MATERIAL PROVIDED
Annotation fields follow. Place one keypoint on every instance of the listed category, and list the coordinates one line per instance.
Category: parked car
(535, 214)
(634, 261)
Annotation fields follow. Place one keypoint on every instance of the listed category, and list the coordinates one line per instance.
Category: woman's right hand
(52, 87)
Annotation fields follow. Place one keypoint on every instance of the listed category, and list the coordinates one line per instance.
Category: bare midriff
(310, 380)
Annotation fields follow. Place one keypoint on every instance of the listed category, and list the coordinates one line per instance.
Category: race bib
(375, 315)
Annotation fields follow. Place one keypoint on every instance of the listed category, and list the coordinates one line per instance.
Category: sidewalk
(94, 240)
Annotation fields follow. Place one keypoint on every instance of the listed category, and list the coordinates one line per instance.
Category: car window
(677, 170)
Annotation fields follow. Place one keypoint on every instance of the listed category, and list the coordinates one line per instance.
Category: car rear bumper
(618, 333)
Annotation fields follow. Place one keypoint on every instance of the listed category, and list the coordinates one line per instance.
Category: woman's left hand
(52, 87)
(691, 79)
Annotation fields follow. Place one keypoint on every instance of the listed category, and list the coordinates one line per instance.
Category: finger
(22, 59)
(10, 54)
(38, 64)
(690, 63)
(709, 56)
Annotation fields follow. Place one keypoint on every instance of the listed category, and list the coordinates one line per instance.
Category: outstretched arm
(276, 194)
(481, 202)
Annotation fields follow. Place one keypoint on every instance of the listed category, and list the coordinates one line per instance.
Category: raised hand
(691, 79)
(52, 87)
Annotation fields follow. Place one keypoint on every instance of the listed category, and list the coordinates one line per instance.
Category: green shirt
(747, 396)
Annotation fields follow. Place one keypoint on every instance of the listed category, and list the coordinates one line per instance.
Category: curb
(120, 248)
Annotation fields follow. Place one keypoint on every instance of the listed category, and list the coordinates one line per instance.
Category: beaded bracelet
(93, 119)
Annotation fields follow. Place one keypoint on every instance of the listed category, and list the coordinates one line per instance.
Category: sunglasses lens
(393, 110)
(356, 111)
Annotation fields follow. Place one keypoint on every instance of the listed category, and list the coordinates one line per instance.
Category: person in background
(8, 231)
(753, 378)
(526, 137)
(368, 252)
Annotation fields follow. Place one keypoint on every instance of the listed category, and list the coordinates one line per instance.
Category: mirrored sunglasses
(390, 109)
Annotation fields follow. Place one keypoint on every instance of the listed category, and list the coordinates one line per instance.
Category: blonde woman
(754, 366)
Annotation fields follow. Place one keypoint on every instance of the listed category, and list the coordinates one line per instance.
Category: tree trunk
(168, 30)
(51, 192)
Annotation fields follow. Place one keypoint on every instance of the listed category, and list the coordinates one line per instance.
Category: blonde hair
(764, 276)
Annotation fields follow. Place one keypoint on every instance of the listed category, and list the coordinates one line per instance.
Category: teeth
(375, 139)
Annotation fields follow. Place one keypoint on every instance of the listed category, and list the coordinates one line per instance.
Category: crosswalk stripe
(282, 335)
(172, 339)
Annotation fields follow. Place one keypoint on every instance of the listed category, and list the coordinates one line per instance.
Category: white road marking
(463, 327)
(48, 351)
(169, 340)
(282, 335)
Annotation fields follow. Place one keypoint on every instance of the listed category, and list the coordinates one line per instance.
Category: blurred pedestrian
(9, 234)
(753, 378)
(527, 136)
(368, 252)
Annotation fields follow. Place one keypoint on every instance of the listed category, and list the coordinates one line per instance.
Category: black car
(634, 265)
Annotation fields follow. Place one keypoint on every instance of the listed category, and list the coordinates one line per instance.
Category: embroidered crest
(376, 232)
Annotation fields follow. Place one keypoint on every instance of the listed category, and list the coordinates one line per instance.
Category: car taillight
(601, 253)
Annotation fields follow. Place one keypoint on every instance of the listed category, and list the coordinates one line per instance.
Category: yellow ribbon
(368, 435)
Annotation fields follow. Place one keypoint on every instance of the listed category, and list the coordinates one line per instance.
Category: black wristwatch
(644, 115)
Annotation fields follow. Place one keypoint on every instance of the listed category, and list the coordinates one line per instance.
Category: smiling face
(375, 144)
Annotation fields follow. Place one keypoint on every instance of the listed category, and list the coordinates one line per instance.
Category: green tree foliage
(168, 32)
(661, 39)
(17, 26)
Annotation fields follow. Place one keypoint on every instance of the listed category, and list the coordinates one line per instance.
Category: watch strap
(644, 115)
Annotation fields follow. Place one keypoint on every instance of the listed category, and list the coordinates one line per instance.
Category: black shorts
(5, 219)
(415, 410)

SET TASK
Retype the listing. Match it exactly.

SOLUTION FOR THIS PROBLEM
Annotation fields follow. Place one keypoint on every instance of the listed category, and list the coordinates one line per instance.
Category: parked car
(535, 214)
(634, 261)
Annotation fields follow. Place one keypoint on every instance of the listed category, and list the coordinates one line per instance.
Category: woman's right hand
(52, 87)
Annotation fields follow. Place one keypoint on every instance of the listed category, and list the coordinates one line per instance.
Category: bare midriff
(310, 380)
Annotation fields follow. Place one keypoint on every instance of the listed category, and list the coordinates one line per instance.
Category: race bib
(375, 315)
Annotation fields follow. Place one keypoint on every instance of the listed category, and list the coordinates one line per instance.
Category: sidewalk
(94, 240)
Annotation fields follow. Place one keypoint on every instance of the listed category, and list the coordinates one line per instance.
Category: car window
(677, 170)
Annotation fields follow. Place one keypoint on every instance of the listed category, and list the coordinates one line per instance.
Category: car rear bumper
(618, 333)
Annotation fields follow. Place one keypoint on every instance of the listed category, and list the coordinates one line per instance.
Category: woman's left hand
(52, 87)
(691, 79)
Annotation fields follow. Place one keypoint on every instance of the listed category, and list the coordinates one line per instance.
Category: finger
(22, 59)
(10, 54)
(38, 64)
(690, 63)
(709, 56)
Annotation fields follow. Place one keypoint on every instance of the listed category, and list the coordinates one line per instance.
Category: outstretched arm
(276, 194)
(481, 202)
Annotation fields follow. Place one keypoint on every instance of the listed category, and list the coordinates one line per instance.
Category: raised hand
(691, 79)
(52, 87)
Annotation fields follow. Place one keypoint on every instance of the listed category, and list the coordinates one line per instance.
Category: green shirt
(747, 396)
Annotation fields follow. Place one keypoint on every instance of the listed category, and list the coordinates one line per instance.
Category: curb
(120, 248)
Annotation fields follow. Place one keypoint on every instance of the listed category, and list the coordinates one line per instance.
Category: beaded bracelet
(93, 119)
Annotation fields follow. Place one keypoint on every instance of the listed category, and list the coordinates one line per instance.
Category: sunglasses lens
(393, 110)
(356, 111)
Annotation fields follow. Place one keypoint on every instance of the listed category, and list the coordinates one line per instance.
Category: person in background
(8, 231)
(753, 378)
(526, 137)
(368, 252)
Annotation fields follow. Place one keypoint on every instance of the listed category, and list the coordinates one line per instance.
Category: mirrored sunglasses
(390, 109)
Annotation fields follow. Place one keypoint on every instance of the listed category, and list the coordinates one line per instance.
Category: blonde woman
(754, 366)
Annotation fields follow. Place one keypoint on every instance of the listed category, and list the coordinates one line per instance.
Category: tree trunk
(168, 30)
(51, 192)
Annotation fields follow. Place one keypoint on every instance of the listed category, and list the coordinates one line per instance.
Category: blonde hair
(764, 276)
Annotation fields follow. Place one keypoint on every instance of the listed category, and list the coordinates one line per instance.
Category: teeth
(375, 139)
Annotation fields follow. Place one keypoint on every instance of the listed category, and list the coordinates one line per instance.
Category: crosswalk stripe
(282, 335)
(172, 339)
Annotation fields follow. Place one keypoint on every instance of the listed category, and list the coordinates one line per instance.
Category: white road marking
(463, 327)
(48, 351)
(169, 340)
(282, 335)
Annotation fields follow. Place one keypoint on every instance of the listed category, and list the coordinates one line per instance.
Category: blurred pedestrian
(9, 234)
(753, 378)
(527, 136)
(368, 252)
Annotation fields follow. Place one keypoint on every instance of the listed category, and list the coordinates one line per instance.
Category: black car
(634, 265)
Annotation fields follow. Place one keypoint on every instance of the listed category, and list the coordinates one line per instance.
Category: embroidered crest
(376, 232)
Annotation fields follow. Place one keypoint on every instance of the listed category, and list the coordinates one line per instance.
Category: car taillight
(601, 253)
Annotation fields follow. Place one keypoint on every instance of the listed category, and list the coordinates one line per instance.
Category: yellow ribbon
(368, 435)
Annotation fields follow. Place one keypoint on every instance of the listed category, and list the coordinates one line per instance.
Category: black wristwatch
(644, 115)
Annotation fields follow. Place one keypoint on every instance of the listed category, and list the coordinates one line per instance.
Category: smiling face
(375, 144)
Annotation fields follow. Place one keypoint on every instance of the listed category, and list the coordinates one line per instance.
Category: green tree foliage
(168, 32)
(661, 39)
(17, 26)
Annotation fields follow. Place one keypoint on every instance of the listed category, and list the coordinates one line per instance.
Category: watch strap
(644, 115)
Annotation fields follow. Place one keypoint on every instance of the listed category, and list the coordinates one line per instance.
Category: black shorts
(5, 219)
(415, 410)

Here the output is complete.